=== Problem statement ===
Leave the pictures out and restate every line below exactly.

(Task material)

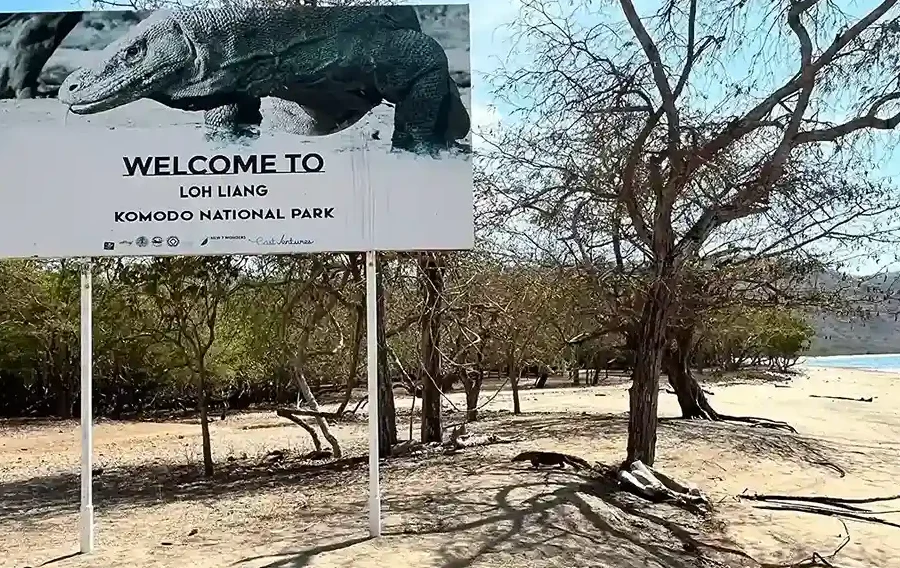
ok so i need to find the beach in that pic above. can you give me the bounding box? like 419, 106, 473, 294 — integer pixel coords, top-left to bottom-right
1, 365, 898, 568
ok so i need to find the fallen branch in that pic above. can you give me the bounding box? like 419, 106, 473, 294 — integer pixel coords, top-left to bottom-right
617, 461, 708, 505
277, 408, 341, 421
741, 491, 900, 530
446, 433, 516, 450
809, 395, 874, 403
752, 503, 900, 529
274, 409, 323, 452
741, 491, 900, 507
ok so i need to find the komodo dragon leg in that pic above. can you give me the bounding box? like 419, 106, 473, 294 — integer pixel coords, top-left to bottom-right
203, 95, 263, 144
203, 91, 379, 142
373, 29, 471, 156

(End Task material)

=== Response area ===
ok so i need to find the beach in that pic above. can you give me the bounding box? like 419, 106, 473, 294 — integer pixel coords, top-left to bottom-right
1, 365, 898, 568
ok so i need to find the fallen branch in that pic above. can you give me the bounding box? like 419, 106, 473, 294 — integer pixel coords, top-left to bottom-right
617, 461, 708, 505
277, 408, 341, 421
741, 491, 900, 530
446, 433, 516, 450
809, 395, 874, 403
752, 503, 900, 529
274, 409, 323, 452
741, 491, 900, 507
ok so i need to find the komodo dragon leg in that pic above. can you give me the bounding box? like 419, 106, 473, 294 — integer pixel coords, top-left to bottom-right
203, 95, 263, 144
203, 91, 379, 142
373, 29, 471, 156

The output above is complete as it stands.